Instructions for the task>
Copy every entry exactly as given, minus the images.

-*-

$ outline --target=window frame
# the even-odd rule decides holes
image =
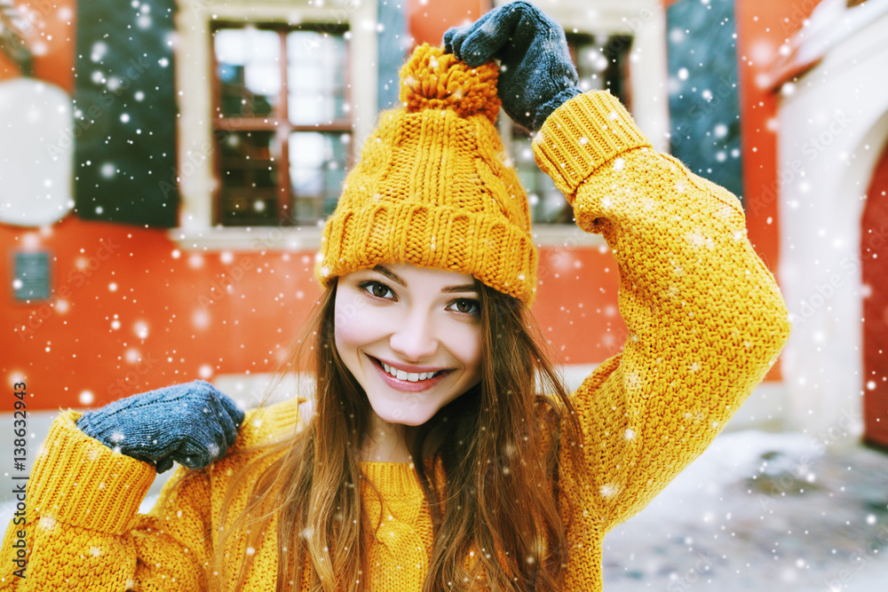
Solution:
[[[494,0],[495,6],[509,4]],[[632,37],[629,51],[627,94],[632,116],[659,151],[669,151],[669,67],[666,61],[666,11],[659,0],[535,0],[567,33]],[[644,53],[646,58],[638,59]],[[659,56],[659,59],[650,56]],[[506,153],[512,154],[512,122],[504,114],[498,120]],[[599,234],[588,234],[570,223],[533,225],[539,246],[599,247]]]
[[[494,0],[495,5],[506,4]],[[654,147],[669,149],[669,86],[666,61],[666,12],[659,0],[537,0],[535,4],[566,30],[593,35],[630,35],[630,92],[633,116]],[[332,0],[318,8],[308,0],[202,0],[177,14],[177,91],[188,97],[180,102],[178,118],[178,185],[181,195],[179,225],[170,237],[181,248],[197,250],[263,251],[316,250],[321,226],[218,227],[212,220],[212,193],[218,179],[212,170],[211,75],[210,49],[214,21],[256,23],[345,22],[352,31],[350,63],[353,72],[353,160],[373,131],[377,115],[378,63],[373,0]],[[171,43],[171,42],[170,42]],[[634,56],[644,53],[646,59]],[[651,56],[659,56],[654,59]],[[508,117],[499,118],[500,133],[508,150]],[[572,249],[603,247],[604,240],[570,224],[534,225],[535,243],[540,247]]]
[[[258,229],[266,228],[267,226],[281,225],[286,227],[297,227],[297,225],[293,223],[293,220],[297,216],[297,204],[296,198],[297,196],[292,194],[292,185],[290,183],[290,162],[289,162],[289,146],[290,146],[290,135],[294,132],[300,131],[317,131],[321,133],[334,132],[340,134],[348,134],[350,137],[353,133],[354,123],[353,122],[353,117],[351,114],[351,109],[347,116],[344,119],[338,119],[332,121],[328,123],[321,124],[310,124],[310,123],[293,123],[289,121],[289,84],[292,81],[289,80],[289,62],[284,59],[281,60],[280,70],[281,70],[281,89],[277,93],[277,99],[281,104],[281,111],[276,114],[270,115],[253,115],[250,117],[244,116],[220,116],[223,111],[223,107],[221,104],[222,92],[221,92],[221,83],[218,78],[218,61],[216,58],[215,43],[214,43],[214,35],[220,29],[230,29],[230,28],[239,28],[245,29],[247,27],[253,26],[254,23],[249,23],[244,25],[242,22],[236,21],[219,21],[217,20],[212,24],[212,28],[210,32],[210,69],[212,72],[211,75],[211,99],[212,99],[212,127],[214,138],[216,134],[225,134],[225,133],[234,133],[234,132],[271,132],[277,136],[279,141],[281,142],[280,153],[276,154],[277,168],[278,168],[278,182],[276,186],[274,188],[273,193],[276,194],[276,199],[278,201],[277,205],[277,216],[278,222],[271,225],[257,225],[253,227]],[[281,24],[281,23],[256,23],[256,28],[264,31],[274,31],[279,37],[281,43],[281,55],[286,56],[287,48],[287,35],[292,31],[300,30],[321,30],[324,33],[341,35],[350,32],[347,24],[334,26],[331,23],[299,23],[297,25],[291,24]],[[351,36],[349,35],[349,38]],[[350,80],[351,76],[351,67],[350,61],[346,61],[346,81]],[[352,86],[351,84],[346,84],[345,86],[345,96],[346,103],[352,104],[353,100]],[[349,142],[349,150],[345,161],[345,170],[348,170],[353,165],[354,160],[354,150],[352,149],[352,143]],[[223,226],[225,228],[243,228],[248,227],[250,225],[243,224],[232,224],[225,225],[223,217],[224,213],[222,210],[222,201],[224,200],[223,192],[225,191],[224,184],[221,182],[223,174],[222,166],[222,156],[218,152],[214,154],[213,159],[213,174],[216,179],[219,180],[219,183],[216,185],[213,191],[212,204],[213,204],[213,225],[215,226]],[[282,199],[283,197],[293,198],[293,201],[289,205],[291,206],[288,209],[287,202]],[[311,225],[311,224],[302,224],[299,226]]]
[[[320,3],[318,3],[320,4]],[[291,28],[303,23],[327,23],[347,27],[350,31],[349,89],[352,100],[353,162],[364,139],[373,131],[377,111],[377,20],[375,1],[333,0],[321,7],[308,0],[202,0],[189,3],[177,14],[176,86],[180,98],[178,121],[177,178],[181,205],[178,226],[169,236],[189,250],[262,251],[269,249],[313,250],[321,244],[321,226],[221,226],[215,216],[215,195],[219,178],[216,170],[214,131],[216,75],[212,33],[225,24]],[[170,43],[172,43],[170,41]],[[281,162],[281,166],[286,166]]]

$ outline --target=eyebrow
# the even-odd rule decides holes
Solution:
[[[407,288],[407,282],[404,281],[404,279],[401,278],[397,273],[395,273],[394,272],[392,272],[392,270],[388,269],[387,267],[384,267],[383,265],[374,265],[373,271],[376,272],[377,273],[381,273],[382,275],[385,275],[392,281],[394,281]],[[444,288],[441,288],[442,294],[477,292],[477,291],[478,289],[475,288],[474,284],[463,284],[462,286],[445,286]]]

-*-

The answer>
$ outline --target=window frame
# the even-odd rule decides holes
image =
Solution:
[[[494,0],[495,6],[509,4]],[[632,37],[629,51],[627,94],[632,116],[659,151],[669,151],[669,67],[666,61],[666,11],[659,0],[535,0],[567,33]],[[644,53],[646,58],[638,59]],[[659,56],[659,59],[650,56]],[[506,153],[512,154],[512,122],[504,114],[498,120]],[[599,234],[588,234],[570,223],[533,225],[539,246],[599,247]]]
[[[494,0],[495,5],[506,4]],[[654,147],[669,149],[669,86],[666,61],[666,12],[659,0],[537,0],[535,4],[566,30],[593,35],[630,35],[630,92],[633,116]],[[332,0],[318,8],[308,0],[202,0],[177,14],[177,91],[188,97],[180,102],[178,118],[178,185],[181,195],[179,225],[170,237],[181,248],[197,250],[263,251],[316,250],[321,226],[218,227],[212,220],[212,193],[218,179],[212,170],[211,75],[210,49],[214,21],[256,23],[345,22],[352,31],[350,63],[353,72],[353,160],[373,131],[377,115],[378,63],[373,0]],[[171,43],[171,42],[170,42]],[[634,56],[644,53],[646,59]],[[651,56],[659,56],[654,59]],[[508,117],[499,118],[500,133],[508,150]],[[572,249],[603,247],[604,240],[570,224],[534,225],[535,243],[540,247]]]
[[[258,229],[266,228],[267,226],[281,225],[286,227],[297,227],[297,225],[293,223],[293,220],[297,216],[297,204],[296,198],[297,196],[292,194],[292,185],[290,183],[290,162],[289,162],[289,146],[290,146],[290,135],[294,132],[300,131],[317,131],[321,133],[334,132],[340,134],[348,134],[350,137],[353,133],[354,123],[353,122],[353,117],[351,114],[351,109],[347,116],[344,119],[338,119],[332,121],[328,123],[321,124],[310,124],[310,123],[293,123],[289,121],[289,84],[292,81],[289,80],[289,62],[284,59],[281,60],[280,70],[281,70],[281,89],[277,93],[277,99],[281,104],[281,111],[276,114],[270,115],[253,115],[250,117],[244,116],[220,116],[223,111],[223,107],[221,104],[222,92],[221,92],[221,83],[218,78],[218,61],[216,58],[215,43],[214,43],[214,35],[220,29],[230,29],[230,28],[239,28],[245,29],[247,27],[253,26],[254,23],[249,23],[244,25],[242,22],[236,21],[219,21],[217,20],[212,24],[212,28],[210,32],[210,69],[212,72],[211,75],[211,99],[212,99],[212,127],[214,138],[216,134],[225,134],[225,133],[234,133],[234,132],[271,132],[277,136],[279,141],[281,142],[280,153],[276,154],[277,168],[278,168],[278,182],[276,186],[274,188],[273,193],[276,194],[276,199],[278,201],[277,205],[277,216],[278,222],[271,225],[257,225],[253,227]],[[281,24],[281,23],[256,23],[256,28],[264,31],[274,31],[279,37],[281,43],[281,55],[286,56],[287,48],[287,35],[292,31],[300,30],[321,30],[324,33],[341,35],[350,32],[347,24],[334,26],[331,23],[299,23],[297,25],[291,24]],[[351,36],[349,35],[349,38]],[[350,80],[351,76],[351,67],[350,61],[346,61],[346,81]],[[352,86],[351,84],[346,84],[345,86],[345,96],[346,103],[352,104],[353,100]],[[349,142],[349,150],[345,161],[345,170],[348,170],[353,165],[354,160],[354,150],[352,149],[352,143]],[[223,226],[225,228],[243,228],[248,227],[250,225],[243,224],[232,224],[225,225],[223,217],[224,213],[222,210],[222,201],[224,200],[223,192],[225,191],[224,184],[221,182],[223,174],[222,166],[222,156],[218,152],[214,154],[213,159],[213,174],[216,179],[219,180],[219,183],[216,185],[213,191],[212,204],[213,204],[213,225],[215,226]],[[282,199],[283,197],[293,198],[293,201],[289,205],[291,206],[288,209],[287,202]],[[311,225],[311,224],[302,224],[299,226]]]
[[[320,3],[318,3],[320,4]],[[291,28],[303,23],[327,23],[347,27],[350,31],[349,89],[352,100],[353,162],[364,139],[373,131],[377,111],[377,20],[375,1],[333,0],[321,7],[308,0],[202,0],[189,3],[177,14],[176,86],[180,98],[178,121],[177,178],[181,205],[178,226],[169,236],[189,250],[262,251],[269,249],[313,250],[321,244],[321,226],[221,226],[215,216],[215,195],[219,178],[216,170],[214,131],[216,75],[212,33],[225,24]],[[170,43],[172,43],[170,41]],[[281,162],[281,166],[286,166]]]

$ outline --target=eyebrow
# the even-odd rule decides holes
Solution:
[[[407,288],[407,282],[404,281],[404,279],[401,278],[397,273],[395,273],[394,272],[392,272],[392,270],[388,269],[387,267],[384,267],[383,265],[374,265],[373,271],[376,272],[377,273],[381,273],[382,275],[385,275],[392,281],[394,281]],[[444,288],[441,288],[442,294],[477,292],[477,291],[478,289],[475,288],[474,284],[463,284],[462,286],[445,286]]]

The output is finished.